▸ Tasks to carry out:
A. Output the passage from the medievalist biography, everything from "German medievalist (1832–1888)" down to "his fifty-sixth birthday.", copied exactly.
B. Finish out the next part of the biography of the German medievalist, picking up right after its final sentence.

▸ Exercise text:
*** Begin section ***
German medievalist (1832–1888)

Karl Friedrich Adolf Konrad Bartsch (25 February 1832, in Sprottau – 19 February 1888, in Heidelberg) was a German philologist and medievalist.

He studied philology at the universities of Breslau (from 1848) and Berlin (1851/52), where he was a pupil of Wilhelm Grimm. In 1853 he received his doctorate from the University of Halle, and in 1855 began work as caretaker at the German National Museum in Nuremberg. In 1858, he was appointed professor of German and Romance philology at the University of Rostock, where he founded the first seminar for German philology. In 1871 he succeeded Adolf Holtzmann at the University of Heidelberg, where he taught till his death, shortly before what would have been his fifty-sixth birthday.

== Publications ==
- Provenzalisches Lesebuch: Mit einer literarischen Einleitung und einem Wörterbuche, 1855 - Provençal reading book: with a literary introduction and a dictionary.
- Denkmäler der provenzalischen Litteratur, 1856 Monuments of Provençal literature.
- Peire Vidal’s Lieder (as editor, 1857) Peire Vidal's songs.
- Mittelhochdeutsche Gedichte, 1860 - Middle High German poems.
- Chrestomathie de l'ancien français (1866; 10th edition, 1910) Chrestomathy of Old French.
*** End section ***
▸ Saved entries:
*** Begin section ***
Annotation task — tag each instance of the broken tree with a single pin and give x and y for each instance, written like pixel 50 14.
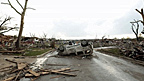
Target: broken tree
pixel 22 14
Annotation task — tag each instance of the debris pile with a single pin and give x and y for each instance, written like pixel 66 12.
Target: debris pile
pixel 23 70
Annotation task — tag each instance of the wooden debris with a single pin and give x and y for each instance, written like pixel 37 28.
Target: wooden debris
pixel 9 79
pixel 60 70
pixel 63 73
pixel 71 71
pixel 11 61
pixel 55 77
pixel 6 67
pixel 23 68
pixel 56 64
pixel 28 75
pixel 44 73
pixel 34 73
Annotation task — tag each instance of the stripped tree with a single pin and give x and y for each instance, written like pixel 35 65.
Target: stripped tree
pixel 22 14
pixel 4 28
pixel 135 28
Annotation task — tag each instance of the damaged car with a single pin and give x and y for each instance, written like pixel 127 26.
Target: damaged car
pixel 83 48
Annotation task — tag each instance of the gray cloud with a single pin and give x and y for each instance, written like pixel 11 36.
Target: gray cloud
pixel 70 28
pixel 122 25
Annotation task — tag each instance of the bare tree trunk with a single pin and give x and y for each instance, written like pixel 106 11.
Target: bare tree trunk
pixel 18 43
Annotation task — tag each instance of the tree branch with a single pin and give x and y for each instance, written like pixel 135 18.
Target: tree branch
pixel 31 8
pixel 14 8
pixel 6 19
pixel 8 30
pixel 19 4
*** End section ***
▸ Results by task:
A.
German medievalist (1832–1888)

Karl Friedrich Adolf Konrad Bartsch (25 February 1832, in Sprottau – 19 February 1888, in Heidelberg) was a German philologist and medievalist.

He studied philology at the universities of Breslau (from 1848) and Berlin (1851/52), where he was a pupil of Wilhelm Grimm. In 1853 he received his doctorate from the University of Halle, and in 1855 began work as caretaker at the German National Museum in Nuremberg. In 1858, he was appointed professor of German and Romance philology at the University of Rostock, where he founded the first seminar for German philology. In 1871 he succeeded Adolf Holtzmann at the University of Heidelberg, where he taught till his death, shortly before what would have been his fifty-sixth birthday.

B.
- Das Nibelungenlied (as editor, 1866).
- Die deutsche Treue in Sage und Poesie, 1867 - German loyalty in legend and poetry.
- Der saturnische Vers und die altdeutsche Langzeile, 1867 - Saturnian verse and the old German langzeile.
- Chrestomathie provençale (2nd edition, 1868) - Provençal chrestomathy.
- Herzog Ernst, 1869 - Herzog Ernst, a German epic.
- Grundriss zur Geschichte der provenzalischen Literatur, 1872 - Outline of the history of Provençal literature.
- Dante Allighieri's Göttliche Komödie: 1: Die Hölle 2. Das Fegefeuer 3. Das Paradies
- Sagen, Märchen und Gebräuche aus Meklenburg (2 volumes, 1879–80) - Tales, legends and customs of Mecklenburg.
- Gesammelte Vorträge und Aufsätze, 1883 - Collected lectures and essays.
He was the author of many biographies in the Allgemeine Deutsche Biographie.